A marriage proposal is a custom or ritual, common in Western cultures, in which one member of a couple asks the other for their hand in marriage. If accepted, it marks the initiation of engagement, a mutual promise of later marriage. 

Not all engagements begin with a proposal of marriage. Historically, many marriages have been arranged by parents or matchmakers, and these customs are still sometimes practiced in the modern day. Even when the decision to marry is made by the couple, it may not be communicated between them directly; for instance, in the traditional Japanese custom of Omiai, the formal decision to pursue marriage or to turn it down () is communicated between the couple's respective matchmakers.

Customs and traditions 

In Western cultures, a proposal is traditionally made by a man to a woman, while genuflecting in front of her. The ritual often involves the formal asking of the question "Will you marry me, ...?" and the presentation of an engagement ring (often in a small velvet box), which he may place on her finger if she accepts.

Before proposing, a man traditionally privately asks permission from the father of the woman he hopes to marry. When practiced in the modern day, this is usually understood as a formality. 

The proposal itself is often supposed to be a surprise, although in practice this is rarely actually the case.  Surveys have found that most proposals are not surprises, and most wedding engagements begin with a conversation in which the parties mutually agree to wed.

Couples in many Christian denominations have the option of receiving the Rite of Betrothal (also known as 'blessing an engaged couple' or 'declaration of intention'), which often includes prayer, Bible readings, blessing of engagement rings, and a blessing of the couple.

Task instructions –
**A.** Write out the part of the passage on marriage proposals starting at "Not all engagements" and ending at "if she accepts.".
**B.** In the records, edit the lines starting at the line that contains "slab and output bounding boxes." and ending at the line that contains "[148,304,220,332]" so that "shirtless" becomes "bare-chested", with everything else left unchanged. Give only those lines.

Supplied information –
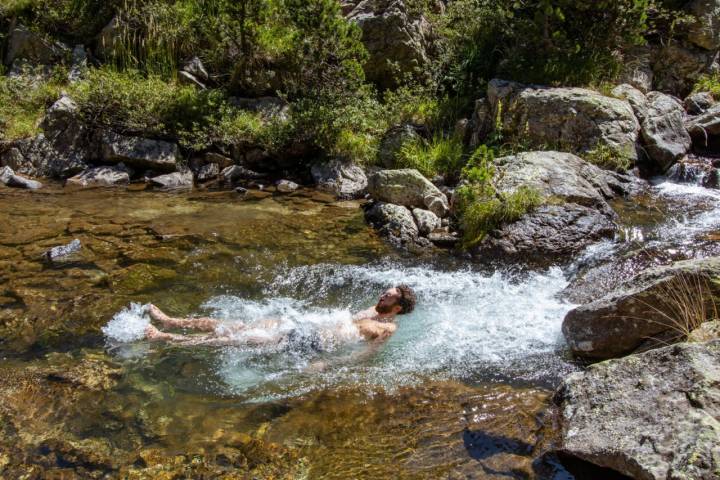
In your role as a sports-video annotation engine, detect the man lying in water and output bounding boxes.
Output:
[145,285,416,350]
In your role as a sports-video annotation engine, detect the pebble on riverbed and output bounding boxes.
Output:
[43,238,82,262]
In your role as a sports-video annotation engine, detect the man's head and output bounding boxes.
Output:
[375,285,416,315]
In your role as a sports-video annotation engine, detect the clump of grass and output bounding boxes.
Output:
[455,145,542,248]
[583,144,632,172]
[693,73,720,100]
[397,135,465,178]
[643,272,720,340]
[0,65,64,140]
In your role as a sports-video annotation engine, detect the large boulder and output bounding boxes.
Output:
[686,0,720,50]
[562,257,720,359]
[347,0,432,89]
[653,42,718,96]
[686,104,720,148]
[555,340,720,480]
[478,152,640,260]
[641,92,692,171]
[101,131,179,172]
[310,160,368,200]
[365,202,420,247]
[368,168,450,218]
[487,79,640,160]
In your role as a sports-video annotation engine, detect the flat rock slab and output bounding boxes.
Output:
[555,340,720,480]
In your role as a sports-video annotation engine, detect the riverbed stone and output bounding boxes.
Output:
[101,131,180,172]
[412,208,442,236]
[562,257,720,359]
[275,180,300,193]
[365,202,420,247]
[641,92,692,172]
[555,340,720,480]
[150,170,193,190]
[0,167,42,190]
[487,79,640,160]
[65,164,130,188]
[310,159,368,200]
[368,168,450,218]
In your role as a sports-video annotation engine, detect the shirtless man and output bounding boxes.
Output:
[145,285,416,349]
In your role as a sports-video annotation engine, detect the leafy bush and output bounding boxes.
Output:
[397,135,465,178]
[72,68,284,150]
[0,69,66,140]
[454,145,542,248]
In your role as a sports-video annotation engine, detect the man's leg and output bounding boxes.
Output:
[148,304,220,332]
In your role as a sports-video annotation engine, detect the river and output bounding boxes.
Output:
[0,181,720,479]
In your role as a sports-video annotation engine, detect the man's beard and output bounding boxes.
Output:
[375,303,393,315]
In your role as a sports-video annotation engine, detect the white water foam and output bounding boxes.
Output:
[102,303,150,343]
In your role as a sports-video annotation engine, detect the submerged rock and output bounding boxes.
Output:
[310,159,368,200]
[150,170,193,190]
[562,257,720,359]
[0,167,42,190]
[101,132,179,172]
[65,164,130,188]
[365,202,420,247]
[642,92,692,172]
[368,168,450,218]
[43,238,82,262]
[555,341,720,480]
[487,79,640,160]
[275,180,300,193]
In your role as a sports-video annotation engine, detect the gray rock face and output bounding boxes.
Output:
[347,0,431,89]
[686,0,720,50]
[368,168,450,218]
[102,132,179,172]
[480,203,617,259]
[65,167,130,188]
[642,92,692,171]
[365,202,420,247]
[562,257,720,359]
[0,167,42,190]
[197,163,220,182]
[378,124,422,168]
[150,170,193,190]
[310,160,368,200]
[496,151,637,212]
[487,80,640,160]
[612,83,648,123]
[5,25,63,65]
[555,340,720,480]
[653,42,718,96]
[412,208,442,236]
[683,92,717,115]
[43,238,82,262]
[686,104,720,147]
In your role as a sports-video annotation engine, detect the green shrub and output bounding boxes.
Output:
[693,73,720,100]
[0,66,66,140]
[454,145,542,248]
[397,134,465,178]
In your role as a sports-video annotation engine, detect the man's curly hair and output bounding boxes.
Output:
[395,284,417,315]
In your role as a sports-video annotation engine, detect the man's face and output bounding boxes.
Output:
[375,288,401,313]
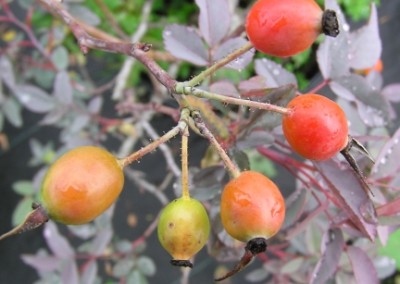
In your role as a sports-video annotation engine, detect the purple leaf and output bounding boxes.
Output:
[90,229,113,255]
[214,37,254,70]
[60,259,80,284]
[314,160,377,240]
[349,4,382,70]
[317,32,350,79]
[255,58,297,88]
[196,0,231,47]
[43,222,75,259]
[40,105,69,125]
[163,24,208,66]
[0,56,15,89]
[371,129,400,179]
[317,0,350,79]
[282,188,309,229]
[54,71,73,105]
[310,229,345,284]
[14,85,55,113]
[1,98,23,127]
[347,246,380,284]
[69,114,90,133]
[80,261,98,284]
[21,253,61,272]
[381,83,400,103]
[329,74,389,126]
[87,96,103,114]
[210,81,239,98]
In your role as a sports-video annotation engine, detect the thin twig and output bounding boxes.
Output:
[112,0,153,99]
[141,120,181,177]
[192,111,240,178]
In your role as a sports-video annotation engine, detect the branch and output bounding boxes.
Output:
[39,0,176,92]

In response –
**A.**
Not all engagements begin with a proposal of marriage. Historically, many marriages have been arranged by parents or matchmakers, and these customs are still sometimes practiced in the modern day. Even when the decision to marry is made by the couple, it may not be communicated between them directly; for instance, in the traditional Japanese custom of Omiai, the formal decision to pursue marriage or to turn it down () is communicated between the couple's respective matchmakers.

Customs and traditions 

In Western cultures, a proposal is traditionally made by a man to a woman, while genuflecting in front of her. The ritual often involves the formal asking of the question "Will you marry me, ...?" and the presentation of an engagement ring (often in a small velvet box), which he may place on her finger if she accepts.

**B.**
In your role as a sports-video annotation engine, detect the flat rock slab and output bounding boxes.
Output:
[555,340,720,480]
In your role as a sports-video annotation engine, detect the riverbed stone and output bounding boxes.
Output:
[101,131,180,172]
[412,208,442,236]
[562,257,720,359]
[275,180,300,193]
[365,202,420,247]
[641,92,692,172]
[555,340,720,480]
[150,170,193,190]
[0,167,42,190]
[487,79,640,160]
[65,164,130,188]
[310,159,368,200]
[368,168,450,218]
In your role as a sports-video annotation engine, detect the bare-chested man and output bounding boxes.
Output:
[145,285,416,349]
In your role as a sports-video annotation engine, detect the leafy bush and output bounding boxes.
Output:
[397,135,465,178]
[72,68,284,150]
[0,69,66,140]
[454,145,542,248]
In your role as a sports-video annotation engine, detect the man's leg and output bounding boxes.
Output:
[148,304,220,332]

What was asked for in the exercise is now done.